The task calls for each record to be given again exactly.

▶ PROVIDED ENTRIES:
•••

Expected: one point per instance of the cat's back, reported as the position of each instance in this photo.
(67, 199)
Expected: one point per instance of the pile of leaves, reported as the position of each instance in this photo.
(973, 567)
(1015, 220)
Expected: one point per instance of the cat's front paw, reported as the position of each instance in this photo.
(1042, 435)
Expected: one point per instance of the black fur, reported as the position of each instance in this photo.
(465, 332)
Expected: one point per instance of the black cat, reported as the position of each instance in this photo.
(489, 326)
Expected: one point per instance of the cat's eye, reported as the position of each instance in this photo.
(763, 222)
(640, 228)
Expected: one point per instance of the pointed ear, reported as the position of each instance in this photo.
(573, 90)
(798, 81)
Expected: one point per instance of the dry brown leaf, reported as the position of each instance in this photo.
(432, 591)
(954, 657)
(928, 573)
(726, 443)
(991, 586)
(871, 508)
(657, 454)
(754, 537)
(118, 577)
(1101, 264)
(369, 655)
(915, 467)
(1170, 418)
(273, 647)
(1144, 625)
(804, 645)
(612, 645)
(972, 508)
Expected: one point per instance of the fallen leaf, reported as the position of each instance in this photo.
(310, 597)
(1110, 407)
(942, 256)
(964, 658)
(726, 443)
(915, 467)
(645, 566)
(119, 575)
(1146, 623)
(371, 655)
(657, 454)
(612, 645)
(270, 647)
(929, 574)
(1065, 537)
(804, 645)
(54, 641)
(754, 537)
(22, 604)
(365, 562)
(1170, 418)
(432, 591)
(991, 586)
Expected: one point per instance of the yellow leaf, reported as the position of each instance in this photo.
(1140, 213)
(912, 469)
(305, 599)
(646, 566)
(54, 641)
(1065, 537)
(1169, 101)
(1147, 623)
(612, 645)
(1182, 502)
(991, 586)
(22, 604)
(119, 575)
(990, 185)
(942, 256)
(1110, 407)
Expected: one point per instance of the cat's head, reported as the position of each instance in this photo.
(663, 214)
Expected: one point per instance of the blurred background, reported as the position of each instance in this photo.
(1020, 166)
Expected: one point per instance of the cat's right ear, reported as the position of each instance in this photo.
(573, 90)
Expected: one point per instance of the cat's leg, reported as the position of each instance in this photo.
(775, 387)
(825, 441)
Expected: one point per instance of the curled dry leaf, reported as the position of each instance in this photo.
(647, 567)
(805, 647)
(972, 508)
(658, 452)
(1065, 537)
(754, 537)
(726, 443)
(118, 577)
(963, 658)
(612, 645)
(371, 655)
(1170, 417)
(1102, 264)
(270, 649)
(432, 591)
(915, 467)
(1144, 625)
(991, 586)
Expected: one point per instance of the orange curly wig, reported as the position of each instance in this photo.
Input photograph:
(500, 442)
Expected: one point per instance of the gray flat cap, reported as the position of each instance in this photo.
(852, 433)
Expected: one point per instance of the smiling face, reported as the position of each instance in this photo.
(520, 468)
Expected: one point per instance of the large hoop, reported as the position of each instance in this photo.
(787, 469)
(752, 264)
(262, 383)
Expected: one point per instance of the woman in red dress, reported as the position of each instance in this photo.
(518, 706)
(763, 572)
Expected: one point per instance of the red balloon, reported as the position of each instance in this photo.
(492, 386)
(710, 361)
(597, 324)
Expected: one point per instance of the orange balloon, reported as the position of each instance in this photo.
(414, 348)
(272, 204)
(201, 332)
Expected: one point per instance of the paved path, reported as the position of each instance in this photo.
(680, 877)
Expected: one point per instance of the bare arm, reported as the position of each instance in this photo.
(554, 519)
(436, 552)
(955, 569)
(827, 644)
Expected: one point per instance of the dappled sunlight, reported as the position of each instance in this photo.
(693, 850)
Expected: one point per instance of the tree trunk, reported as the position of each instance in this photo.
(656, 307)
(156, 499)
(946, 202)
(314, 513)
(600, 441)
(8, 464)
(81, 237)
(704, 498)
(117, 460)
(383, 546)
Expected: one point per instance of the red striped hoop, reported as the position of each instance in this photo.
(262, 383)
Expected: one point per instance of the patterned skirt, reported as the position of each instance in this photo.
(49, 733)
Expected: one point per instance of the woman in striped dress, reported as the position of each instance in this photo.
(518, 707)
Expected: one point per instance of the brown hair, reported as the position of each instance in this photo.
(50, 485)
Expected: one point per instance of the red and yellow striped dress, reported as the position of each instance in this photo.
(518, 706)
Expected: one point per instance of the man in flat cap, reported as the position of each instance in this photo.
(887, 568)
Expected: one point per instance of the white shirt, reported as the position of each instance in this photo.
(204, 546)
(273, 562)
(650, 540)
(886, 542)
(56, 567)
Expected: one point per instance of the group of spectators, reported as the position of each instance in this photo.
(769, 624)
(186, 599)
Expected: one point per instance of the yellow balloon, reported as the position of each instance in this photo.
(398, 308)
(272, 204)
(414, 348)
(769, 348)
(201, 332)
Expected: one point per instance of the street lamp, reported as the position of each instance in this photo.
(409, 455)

•••

▶ RESPONSE TO THIS EXERCISE:
Expected: one point per instance of the cat's back, reported as the position of each instance in this photo.
(67, 199)
Expected: one point per instance of the pile of leaves, reported as the position of each instance in this photo.
(973, 567)
(1015, 220)
Expected: one point per instance of the cat's front paw, reported as the position of each instance in this photo.
(1042, 435)
Expected: one point per instance of the black fur, reported as the position of each instance in this photo.
(465, 332)
Expected: one point per instance of the black cat, reported as the position of each instance in this photo.
(489, 326)
Expected: one point per instance of the cat's eye, reported as the position of each instance in this photo.
(763, 222)
(640, 228)
Expected: one point per instance of the pointed ear, reported as the position of each instance in this photo.
(573, 90)
(798, 81)
Expected: one point per instance of the dry brown leaf, reported as the position of each instance in this photo.
(432, 591)
(954, 657)
(928, 573)
(726, 443)
(991, 586)
(871, 508)
(657, 454)
(754, 537)
(118, 577)
(1101, 264)
(369, 655)
(915, 467)
(1170, 418)
(273, 647)
(1144, 625)
(804, 645)
(612, 645)
(972, 508)
Expected: one point per instance of the fallen leaf, reported as the position of each instance in this photo.
(310, 597)
(1110, 407)
(942, 256)
(964, 658)
(726, 443)
(915, 467)
(645, 566)
(119, 575)
(1146, 623)
(371, 655)
(657, 454)
(612, 645)
(270, 647)
(929, 574)
(1065, 537)
(804, 645)
(54, 641)
(754, 537)
(22, 604)
(365, 562)
(1170, 418)
(432, 591)
(991, 586)
Expected: one point per instance of the yellow leaf, reported as the position of each instance in this photo.
(1140, 213)
(912, 469)
(305, 599)
(646, 566)
(54, 641)
(1065, 537)
(1169, 101)
(1147, 623)
(612, 645)
(1182, 502)
(991, 586)
(22, 604)
(119, 575)
(990, 185)
(942, 256)
(1110, 407)
Expected: one point per instance of the cat's head, reported as the position of each instance in this photo.
(663, 214)
Expected: one point per instance of the blurred background, reported as the position of each instance in this photo.
(1020, 166)
Expected: one point per instance of the cat's right ear, reported as the position of each instance in this photo.
(573, 90)
Expected: one point per instance of the cat's leg, reported as the position of each instance in this photo.
(775, 387)
(825, 441)
Expected: one point per instance of the curled dry leaf, reported as the position of each instance in this photo.
(647, 567)
(805, 647)
(972, 508)
(658, 452)
(1065, 537)
(754, 537)
(726, 443)
(118, 577)
(963, 658)
(612, 645)
(371, 655)
(1170, 417)
(1102, 264)
(270, 649)
(432, 591)
(915, 467)
(1144, 625)
(991, 586)
Expected: one point per instance of the orange curly wig, reported as the position of each instance in this photo.
Input photograph:
(500, 442)
Expected: one point per instance of the gray flat cap, reported as the position of each instance in this photo.
(852, 433)
Expected: one point per instance of the smiling face, reported as the position of each instance in this photo.
(520, 468)
Expected: one point per instance of the large hoop, reported as the position of each instance in this photo.
(787, 469)
(752, 264)
(262, 383)
Expected: one point per instance of the woman in red dress, reported as the position of each instance in this photo.
(518, 706)
(763, 572)
Expected: one point per instance of the red balloon, reported as the position of each instance in this photo.
(492, 386)
(710, 361)
(597, 324)
Expected: one point per instance of the orange balloon, reported as the position of each instance in this photo.
(414, 348)
(272, 204)
(201, 332)
Expected: one point per instance of the paved path, reported as the position of each instance in this photo.
(680, 877)
Expected: one point per instance of the bare arm, reported as the position of each instance in this photo.
(554, 519)
(436, 552)
(955, 569)
(827, 644)
Expected: one point per instance of the dappled sunlight, reported as the position of each instance in this photo.
(693, 850)
Expected: one point per instance of the tree trunk, reported as the position of each instance in this photo.
(656, 307)
(156, 499)
(946, 202)
(314, 513)
(600, 441)
(8, 464)
(81, 237)
(704, 498)
(117, 460)
(383, 546)
Expected: one point per instance of the red striped hoop, reported as the position of each instance in this photo.
(262, 383)
Expected: one point per instance of the patterned skirt, reported as the position of each instance in this photo.
(49, 733)
Expected: one point per instance of the woman in striped dress, reported as the position of each instance in this photo.
(518, 707)
Expected: one point per instance of the brown hair, reported as the position of each instance in this photo.
(50, 485)
Expected: one point per instance of the red and yellow striped dress, reported as the position of each instance in this photo.
(518, 706)
Expected: one point per instance of the man in flat cap, reported as the position of each instance in this photo.
(887, 568)
Expected: one point per instance of the white shirt, reported as the position of each instance in this photo.
(204, 546)
(273, 562)
(650, 540)
(886, 542)
(56, 567)
Expected: one point per instance of the group of spectators, reported as the position of each instance in this photo.
(769, 624)
(186, 599)
Expected: one point per instance of the yellow balloon, reported as the position of each instance in this photo.
(398, 308)
(272, 204)
(414, 348)
(769, 348)
(201, 332)
Expected: one point per instance of the street lamp, reported as the position of each instance in this photo.
(409, 455)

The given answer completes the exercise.